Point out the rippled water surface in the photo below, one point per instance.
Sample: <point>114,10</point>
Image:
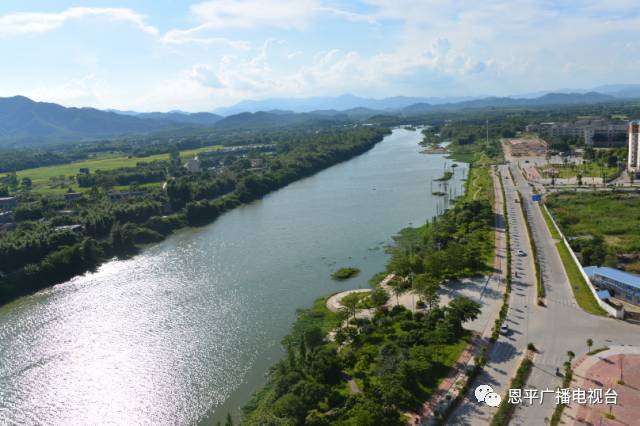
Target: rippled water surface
<point>184,332</point>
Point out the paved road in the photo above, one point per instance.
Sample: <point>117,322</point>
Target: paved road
<point>555,329</point>
<point>507,352</point>
<point>561,325</point>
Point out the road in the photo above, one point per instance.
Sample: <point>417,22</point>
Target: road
<point>562,325</point>
<point>506,353</point>
<point>554,329</point>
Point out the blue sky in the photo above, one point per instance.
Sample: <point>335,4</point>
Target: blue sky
<point>198,55</point>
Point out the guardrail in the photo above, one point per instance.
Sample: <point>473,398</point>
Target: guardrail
<point>617,313</point>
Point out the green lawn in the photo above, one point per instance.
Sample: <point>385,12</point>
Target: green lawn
<point>614,216</point>
<point>580,288</point>
<point>41,176</point>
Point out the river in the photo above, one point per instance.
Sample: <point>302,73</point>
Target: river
<point>184,332</point>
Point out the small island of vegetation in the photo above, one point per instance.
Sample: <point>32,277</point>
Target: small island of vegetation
<point>345,273</point>
<point>447,176</point>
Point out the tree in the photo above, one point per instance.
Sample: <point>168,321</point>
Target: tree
<point>397,291</point>
<point>350,303</point>
<point>379,296</point>
<point>26,183</point>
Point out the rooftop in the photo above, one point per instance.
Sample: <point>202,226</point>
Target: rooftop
<point>614,274</point>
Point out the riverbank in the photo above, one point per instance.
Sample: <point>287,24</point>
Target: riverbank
<point>185,331</point>
<point>364,350</point>
<point>39,257</point>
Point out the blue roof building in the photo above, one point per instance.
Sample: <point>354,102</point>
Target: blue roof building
<point>621,285</point>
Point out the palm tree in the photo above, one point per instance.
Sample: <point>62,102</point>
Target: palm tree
<point>350,303</point>
<point>397,291</point>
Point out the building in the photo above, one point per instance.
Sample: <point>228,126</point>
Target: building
<point>73,228</point>
<point>193,165</point>
<point>633,161</point>
<point>590,130</point>
<point>621,285</point>
<point>8,203</point>
<point>72,196</point>
<point>5,217</point>
<point>257,163</point>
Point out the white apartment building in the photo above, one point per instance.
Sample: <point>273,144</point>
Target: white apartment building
<point>585,129</point>
<point>633,162</point>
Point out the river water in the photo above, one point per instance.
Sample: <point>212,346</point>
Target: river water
<point>184,332</point>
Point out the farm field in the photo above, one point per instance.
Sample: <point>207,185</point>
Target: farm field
<point>41,176</point>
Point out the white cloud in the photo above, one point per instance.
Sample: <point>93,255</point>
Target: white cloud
<point>28,22</point>
<point>199,35</point>
<point>221,14</point>
<point>86,90</point>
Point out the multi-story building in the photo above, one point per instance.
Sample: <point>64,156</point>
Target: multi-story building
<point>633,161</point>
<point>589,130</point>
<point>8,203</point>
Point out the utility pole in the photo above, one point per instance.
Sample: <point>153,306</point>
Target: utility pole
<point>487,132</point>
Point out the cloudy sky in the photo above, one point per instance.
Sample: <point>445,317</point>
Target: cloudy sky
<point>175,54</point>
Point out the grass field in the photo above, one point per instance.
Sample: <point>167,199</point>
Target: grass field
<point>579,286</point>
<point>41,176</point>
<point>615,216</point>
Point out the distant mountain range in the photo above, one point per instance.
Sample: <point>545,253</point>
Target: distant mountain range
<point>25,122</point>
<point>337,103</point>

◆ ◆ ◆ ◆ ◆

Copy range, inclusive: the line holding "Sample: <point>354,102</point>" to the line holding "Sample: <point>64,156</point>". Reproduce exactly those lines of the records above and no others.

Sample: <point>354,102</point>
Target: blue roof building
<point>621,285</point>
Point out the palm tree in the photo above, one point per instance.
Sample: <point>62,102</point>
Target: palm tree
<point>350,303</point>
<point>397,291</point>
Point out the building in the photo above, one point per instance.
Sample: <point>228,126</point>
Target: building
<point>73,228</point>
<point>193,165</point>
<point>633,161</point>
<point>590,130</point>
<point>621,285</point>
<point>8,203</point>
<point>72,196</point>
<point>5,217</point>
<point>257,163</point>
Point out the white apartment building in the photo above, one point per instance.
Sample: <point>273,144</point>
Target: white apartment building
<point>585,129</point>
<point>633,162</point>
Point out the river water in the photo above, one point per instance.
Sample: <point>212,346</point>
Target: river water
<point>184,332</point>
Point out the farm field in the photo above, one point per instance.
Sample: <point>207,185</point>
Target: farm field
<point>41,176</point>
Point out the white cloud in the photo above, one point per instance.
Sample: <point>93,255</point>
Target: white cloud
<point>28,22</point>
<point>199,35</point>
<point>221,14</point>
<point>86,90</point>
Point out the multi-story building in the photo above, one point per instance.
Sample: <point>64,156</point>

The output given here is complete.